• _Document passage_
Dr. Maureen Gillette is Professor of Educational Studies and former the dean of the College of Education and Human Services at Seton Hall University. After teaching for twelve years in urban and rural Catholic and public schools, Dr. Gillette began her college teaching career at the College of St. Rose in Albany, NY, where she taught for nine years, eventually becoming the Department Chair of Teacher Education. She served as Associate Dean in the College of Education at William Paterson University for six years and was Dean of the Daniel L. Goodwin College of Education at Northeastern Illinois University in Chicago, IL for eleven years. She has served as an accreditation team member and chair, and currently consults with institutions seeking accreditation for their educator preparation programs.
Dr. Gillette’s research focuses on recruiting and preparing community-based teachers of color for urban schools. She directed two K-12 and community-based partnership programs designed to address the need for teachers who know the community where they teach because they live in that community; Paterson (NJ) Teachers for Tomorrow (PT4T) and Grow Your Own Teachers in Chicago.
Dr. Gillette has published two books, Learning to Teach Everyone’s Children: Equity, Empowerment, and Education that is Multicultural (2005 with Carl A. Grant), and Star Teachers of Children in Poverty (2018), second edition (with Martin Haberman and Djanna Hill). Dr. Gillette has over twenty-five refereed journal articles and book chapters. She has been a partner in successfully receiving over $20M in grants. In 2015, Dr. Gillette was named one of the 30 most influential Deans of Education in the United States by Mometrix.
Maureen received a bachelor’s and a master’s degree in elementary education from Northern Illinois University. She earned her Ph.D. in Curriculum and Instruction, with an emphasis on multicultural education and diversity, from the University of Wisconsin-Madison. Additionally, she holds certificates in Management and Leadership from the Harvard Graduate School of Education, in Principles and Techniques of Fundraising from Indiana’s Lily School of Philanthropy, and in National Women’s Leadership from the ACE Women’s Leadership Forum.
Dr. Gillette considers herself to be a teacher first, and she loves her current job as a tutor for an elementary school student who fell behind during Covid. Her most important job, though, is being Grammy Gram to a soon-to-be sixth grader who attends Chicago Public Schools, and Aunt Mo to a high school junior, a sixth grader, a third grader, twin fourth graders, a kindergartener, a pre-kindergartener, and two preschoolers. They are the ones who continually remind her what is important in this work.
Haberman, M., Gillette, M., and Hill, D.A. (2018). Star Teachers of Children in Poverty, Second Edition. New York: Routledge.
Grant, C.A. and Gillette, M. (2006). Learning to Teach Everyone's Children: Equity, Empowerment, and Education That Is Multicultural. Belmont, CA: Thompson Wadsworth.

• _Information supplied_
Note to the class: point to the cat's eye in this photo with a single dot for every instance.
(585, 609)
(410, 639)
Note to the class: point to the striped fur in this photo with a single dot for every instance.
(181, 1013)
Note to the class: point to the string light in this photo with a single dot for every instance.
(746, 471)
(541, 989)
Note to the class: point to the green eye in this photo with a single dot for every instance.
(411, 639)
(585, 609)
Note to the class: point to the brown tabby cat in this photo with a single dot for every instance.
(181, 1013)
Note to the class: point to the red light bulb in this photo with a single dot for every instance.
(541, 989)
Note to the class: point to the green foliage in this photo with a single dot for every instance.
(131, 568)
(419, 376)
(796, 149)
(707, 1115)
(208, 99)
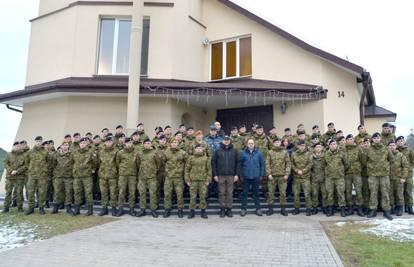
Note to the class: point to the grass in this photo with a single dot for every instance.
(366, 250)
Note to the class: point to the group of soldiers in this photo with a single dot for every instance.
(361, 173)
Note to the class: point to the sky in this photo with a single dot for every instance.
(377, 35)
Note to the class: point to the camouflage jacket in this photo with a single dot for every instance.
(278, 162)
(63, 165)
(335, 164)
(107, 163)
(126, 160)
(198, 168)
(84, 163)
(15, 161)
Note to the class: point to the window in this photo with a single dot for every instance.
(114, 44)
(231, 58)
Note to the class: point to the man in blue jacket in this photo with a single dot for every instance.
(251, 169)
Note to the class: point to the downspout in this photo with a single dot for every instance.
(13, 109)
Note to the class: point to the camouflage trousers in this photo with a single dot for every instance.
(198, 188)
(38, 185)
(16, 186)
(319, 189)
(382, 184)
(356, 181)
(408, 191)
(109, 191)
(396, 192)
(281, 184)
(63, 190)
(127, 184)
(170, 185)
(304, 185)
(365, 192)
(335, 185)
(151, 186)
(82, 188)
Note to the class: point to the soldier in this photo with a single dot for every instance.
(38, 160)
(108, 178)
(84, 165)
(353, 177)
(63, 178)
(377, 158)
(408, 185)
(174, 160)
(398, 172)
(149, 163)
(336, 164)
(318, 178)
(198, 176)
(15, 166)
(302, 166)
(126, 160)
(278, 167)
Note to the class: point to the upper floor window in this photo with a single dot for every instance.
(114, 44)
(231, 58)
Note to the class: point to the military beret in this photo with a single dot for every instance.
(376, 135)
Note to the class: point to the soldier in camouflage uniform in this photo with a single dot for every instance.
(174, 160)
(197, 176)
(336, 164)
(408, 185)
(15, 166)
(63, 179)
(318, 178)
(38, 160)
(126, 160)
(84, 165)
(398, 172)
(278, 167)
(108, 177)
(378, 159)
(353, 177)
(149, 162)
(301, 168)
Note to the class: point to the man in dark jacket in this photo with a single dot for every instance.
...
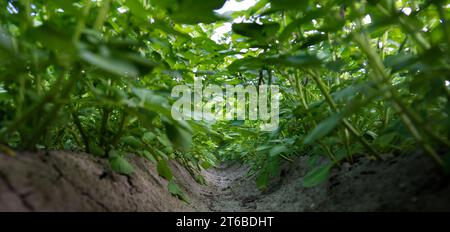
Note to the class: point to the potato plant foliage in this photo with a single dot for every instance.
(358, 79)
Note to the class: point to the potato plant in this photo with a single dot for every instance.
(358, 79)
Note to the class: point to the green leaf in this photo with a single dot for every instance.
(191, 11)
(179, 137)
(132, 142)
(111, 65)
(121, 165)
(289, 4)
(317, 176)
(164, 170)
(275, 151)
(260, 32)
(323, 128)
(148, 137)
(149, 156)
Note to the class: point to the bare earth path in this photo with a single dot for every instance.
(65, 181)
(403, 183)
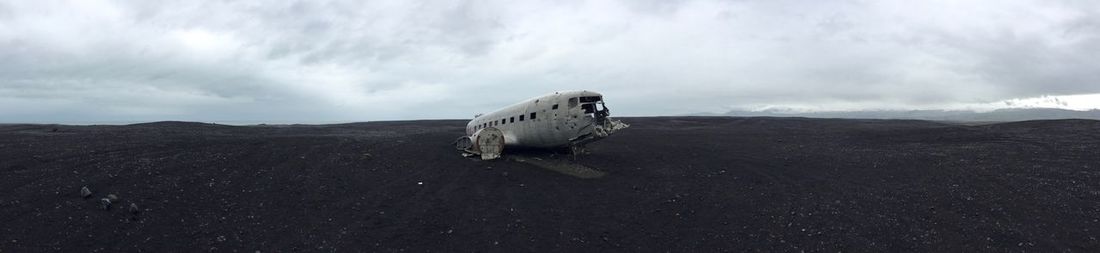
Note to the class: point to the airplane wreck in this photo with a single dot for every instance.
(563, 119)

• _Task item_
Decide whether each statement agrees with the profile of Dr. Maureen Gillette, answering yes or no and quoting the profile's deciding words exactly.
1. She taught at the College of St. Rose for nine years.
2. She earned her Ph.D. from Northern Illinois University.
3. She was Dean at Northeastern Illinois University for six years.
The records have no role in this exercise.

• _Your response_
1. Yes: "where she taught for nine years"
2. No: "She earned her Ph.D. in Curriculum and Instruction, with an emphasis on multicultural education and diversity, from the University of Wisconsin-Madison."
3. No: "was Dean of the Daniel L. Goodwin College of Education at Northeastern Illinois University in Chicago, IL for eleven years"